**Provided text**
>>>
The United States is on course to certain insolvency by providing dying baby boomers with something we don't want -- a year of living hell. A reality horror show of epic proportions, a cast of millions and a production budget in the trillions; America's Night of the Living Dead, sponsored by Medicare. The GenXers (who run most everything now) and that Greatest Generation (who invented the modern American way of death) assumed the Me Generation would die with the same feckless fiscal and civic irresponsibility as we lived. That might be a fair assumption. The country did go from history's greatest creditor nation to all-time biggest debtor under our stewardship.

Fortunately, we never did anything the way our parents did. Our fathers marched patriotically off to war. Our generation made a moral crusade of doing the opposite. Our parents came of age, discreetly fooled around some and got married. We came of age and had a sexual revolution; a moral crusade to end militarism, racism and patriarchy with a few ecstatic strokes. Our mothers bore us in hospital settings, often with full epidurals. We made a moral crusade out of natural childbirth. Our parents often put us on baby formula within weeks of birth. Us boomers turned breast-feeding into a moral crusade. And that was just the start of a vast moral crusade about nurturing children.

We've stood by in horror as too many of our parents passed on, after enduring what surely felt like an eternity of discomfort and humiliation, punctuated by moments of searing agony. Millions of us have already quietly determined to die differently. But quiet resolve isn't really how we roll.

We may not be the Greatest Generation but when it comes to creating moral crusades we're the tops. Now we need a moral crusade to die when our time comes. Otherwise, our children and grandchildren will sacrifice the best years of their lives to pay for the worst year of ours. Each of us must leave clear instructions, a living will, to our loved ones, that draws a line beyond which we heroically refuse heroic measures. One copy gets sent to the Congressional Budget Office with instructions to recalculate their Medicare cost projections accordingly. Another copy should go to our congressmen with instructions as to what we'd like done with these savings.

As usual, we'll make a big deal out of doing something most past generations managed to do without thinking twice. There will be shelves of self-help books, a booming industry of physical and spiritual enablers for this ultimate rite of passage. A reality TV show is in the works. Well worth it to be rid of us in a timely fashion.

The 1% has a point. Raising their taxes might solve our near-term shortfall but there isn't enough money in the world to keep an army of zombies hooked up to a vampire-like medical system indefinitely. We don't need death panels or magic marketplaces to tell us when it's time to go. The 99% percent have nothing but one life to give to our country. Let's offer it right now and seize the absolute moral authority to insist that the 1% contribute their share, too.

Since our kids won't be paying to keep us in living hell maybe we can borrow enough to rebuild the roads and bridges they'll be using for the next thirty years. Our babies on board are behind the wheel now and I hate to think of them driving on that crumbling infrastructure. Making it child-safe could become our next-to-last moral crusade.

Hopefully, we can each take out our inner zombie and save the better half of a generation from a fate worse than death with more good humor than grandiosity. There's an off chance we might start to heal our ailing, flailing body politic with the best medicine there is. What is surely our final moral crusade could also be our funniest. Rather than exit kicking and screaming, let's go out with one last twist and a shout. Keeping America the land of the free might require only that it remain the home of the brave.
<<<
**Raw data**
>>>
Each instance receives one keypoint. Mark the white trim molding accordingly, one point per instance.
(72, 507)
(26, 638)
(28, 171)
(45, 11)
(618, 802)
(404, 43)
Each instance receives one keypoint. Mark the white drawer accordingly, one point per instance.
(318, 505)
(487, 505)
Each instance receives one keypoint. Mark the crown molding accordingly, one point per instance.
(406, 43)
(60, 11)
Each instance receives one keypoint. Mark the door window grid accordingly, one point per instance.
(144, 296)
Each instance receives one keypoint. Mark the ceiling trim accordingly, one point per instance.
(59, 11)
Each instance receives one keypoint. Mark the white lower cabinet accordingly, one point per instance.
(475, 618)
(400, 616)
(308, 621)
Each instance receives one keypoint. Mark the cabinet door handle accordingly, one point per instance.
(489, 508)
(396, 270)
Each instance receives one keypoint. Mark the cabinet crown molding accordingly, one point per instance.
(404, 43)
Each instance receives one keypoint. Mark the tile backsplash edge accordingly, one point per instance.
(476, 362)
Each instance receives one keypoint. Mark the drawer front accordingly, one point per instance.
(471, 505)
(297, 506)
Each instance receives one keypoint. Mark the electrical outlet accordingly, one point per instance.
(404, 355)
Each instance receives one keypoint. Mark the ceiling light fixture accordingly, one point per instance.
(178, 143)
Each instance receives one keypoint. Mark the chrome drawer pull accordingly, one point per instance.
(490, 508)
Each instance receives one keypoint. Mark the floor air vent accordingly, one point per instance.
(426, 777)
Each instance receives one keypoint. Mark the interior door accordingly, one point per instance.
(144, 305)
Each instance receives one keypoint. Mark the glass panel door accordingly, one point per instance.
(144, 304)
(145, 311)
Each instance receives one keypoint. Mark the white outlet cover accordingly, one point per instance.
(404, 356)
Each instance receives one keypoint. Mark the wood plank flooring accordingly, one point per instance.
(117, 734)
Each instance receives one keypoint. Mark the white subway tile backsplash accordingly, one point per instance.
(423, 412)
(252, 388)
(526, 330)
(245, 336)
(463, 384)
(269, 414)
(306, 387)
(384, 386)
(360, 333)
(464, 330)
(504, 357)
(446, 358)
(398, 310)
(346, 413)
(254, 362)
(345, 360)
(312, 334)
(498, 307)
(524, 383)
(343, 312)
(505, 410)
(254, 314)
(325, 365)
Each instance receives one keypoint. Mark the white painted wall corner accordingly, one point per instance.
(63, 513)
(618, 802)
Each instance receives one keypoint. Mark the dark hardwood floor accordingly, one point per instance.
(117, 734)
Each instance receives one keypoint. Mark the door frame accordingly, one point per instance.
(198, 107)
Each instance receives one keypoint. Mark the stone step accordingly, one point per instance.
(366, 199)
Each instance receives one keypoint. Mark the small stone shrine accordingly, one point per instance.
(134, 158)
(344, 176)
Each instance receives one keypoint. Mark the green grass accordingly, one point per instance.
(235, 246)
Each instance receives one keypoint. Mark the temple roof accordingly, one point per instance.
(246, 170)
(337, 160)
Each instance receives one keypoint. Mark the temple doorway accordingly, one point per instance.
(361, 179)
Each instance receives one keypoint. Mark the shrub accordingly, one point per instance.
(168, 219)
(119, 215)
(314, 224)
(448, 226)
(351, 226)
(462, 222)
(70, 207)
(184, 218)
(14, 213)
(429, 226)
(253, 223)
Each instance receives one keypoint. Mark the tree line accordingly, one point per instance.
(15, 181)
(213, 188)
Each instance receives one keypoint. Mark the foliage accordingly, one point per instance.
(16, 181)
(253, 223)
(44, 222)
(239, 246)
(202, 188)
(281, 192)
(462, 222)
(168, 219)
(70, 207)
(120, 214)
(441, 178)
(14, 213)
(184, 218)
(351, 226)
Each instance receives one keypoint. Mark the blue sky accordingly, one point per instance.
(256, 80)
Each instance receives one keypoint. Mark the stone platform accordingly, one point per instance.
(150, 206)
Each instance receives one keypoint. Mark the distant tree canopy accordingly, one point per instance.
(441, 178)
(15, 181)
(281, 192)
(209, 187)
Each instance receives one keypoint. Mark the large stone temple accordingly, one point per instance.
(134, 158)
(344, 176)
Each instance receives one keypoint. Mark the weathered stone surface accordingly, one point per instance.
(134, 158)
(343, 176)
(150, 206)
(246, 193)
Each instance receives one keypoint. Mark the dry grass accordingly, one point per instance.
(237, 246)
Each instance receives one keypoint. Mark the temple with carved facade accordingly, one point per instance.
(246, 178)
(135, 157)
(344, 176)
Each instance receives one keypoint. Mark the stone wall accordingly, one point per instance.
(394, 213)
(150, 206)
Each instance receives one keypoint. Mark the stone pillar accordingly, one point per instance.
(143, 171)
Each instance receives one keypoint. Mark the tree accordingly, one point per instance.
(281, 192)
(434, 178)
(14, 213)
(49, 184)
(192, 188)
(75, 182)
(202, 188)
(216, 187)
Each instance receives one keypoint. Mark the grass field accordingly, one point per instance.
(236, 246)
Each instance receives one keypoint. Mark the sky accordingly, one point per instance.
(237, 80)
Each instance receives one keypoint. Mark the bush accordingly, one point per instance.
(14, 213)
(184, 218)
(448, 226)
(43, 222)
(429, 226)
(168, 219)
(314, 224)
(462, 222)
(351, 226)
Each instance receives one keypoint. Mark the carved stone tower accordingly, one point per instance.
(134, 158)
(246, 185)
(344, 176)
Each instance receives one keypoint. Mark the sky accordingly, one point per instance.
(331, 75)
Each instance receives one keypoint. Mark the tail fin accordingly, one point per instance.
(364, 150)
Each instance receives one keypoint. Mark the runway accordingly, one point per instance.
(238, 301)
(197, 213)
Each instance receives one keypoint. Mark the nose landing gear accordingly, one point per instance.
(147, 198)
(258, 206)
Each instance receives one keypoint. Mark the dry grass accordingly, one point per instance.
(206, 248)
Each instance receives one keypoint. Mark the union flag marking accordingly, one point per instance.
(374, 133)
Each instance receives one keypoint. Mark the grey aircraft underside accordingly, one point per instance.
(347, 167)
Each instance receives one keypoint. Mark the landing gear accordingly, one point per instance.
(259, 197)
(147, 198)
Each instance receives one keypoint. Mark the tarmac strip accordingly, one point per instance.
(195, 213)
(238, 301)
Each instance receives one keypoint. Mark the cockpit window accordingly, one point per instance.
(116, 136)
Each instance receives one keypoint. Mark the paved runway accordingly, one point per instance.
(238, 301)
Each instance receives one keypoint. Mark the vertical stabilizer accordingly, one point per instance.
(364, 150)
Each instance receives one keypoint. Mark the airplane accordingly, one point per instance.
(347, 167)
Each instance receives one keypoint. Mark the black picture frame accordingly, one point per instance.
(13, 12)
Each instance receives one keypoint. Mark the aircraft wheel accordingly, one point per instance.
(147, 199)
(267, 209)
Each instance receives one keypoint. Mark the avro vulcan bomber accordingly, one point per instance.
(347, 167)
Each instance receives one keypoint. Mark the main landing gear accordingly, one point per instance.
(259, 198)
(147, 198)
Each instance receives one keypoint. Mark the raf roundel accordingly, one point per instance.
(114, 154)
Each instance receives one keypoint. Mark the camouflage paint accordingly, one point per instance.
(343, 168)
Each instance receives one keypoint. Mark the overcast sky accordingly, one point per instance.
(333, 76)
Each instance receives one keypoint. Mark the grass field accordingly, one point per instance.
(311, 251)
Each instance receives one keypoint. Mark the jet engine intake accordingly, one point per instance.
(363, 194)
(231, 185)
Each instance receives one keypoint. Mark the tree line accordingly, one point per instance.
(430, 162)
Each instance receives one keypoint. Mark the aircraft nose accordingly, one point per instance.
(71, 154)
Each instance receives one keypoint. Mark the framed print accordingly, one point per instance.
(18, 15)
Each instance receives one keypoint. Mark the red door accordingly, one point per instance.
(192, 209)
<<<
**Problems and tasks**
- a) According to the essay on baby boomers and Medicare, where should one copy of each living will be sent?
- b) Sum up the essay on baby boomers and Medicare in two sentences.
- c) In the essay on baby boomers and Medicare, the paragraph beginning "Fortunately, we never did anything the way our parents did" names things the boomer generation made into moral crusades. List all of them.

**Completed exercise**
- a) To the Congressional Budget Office, with instructions to recalculate its Medicare cost projections.

- b) The essay argues that Medicare spending on a year of painful end-of-life care for dying baby boomers is putting the United States on course to insolvency. It calls on boomers to make dying when their time comes a moral crusade, leaving living wills that refuse heroic measures, so their children won't pay for that care and the 99% can insist the 1% contribute their share too.

- c)
- Doing the opposite of marching patriotically off to war
- The sexual revolution, to end militarism, racism and patriarchy
- Natural childbirth
- Breast-feeding
- Nurturing children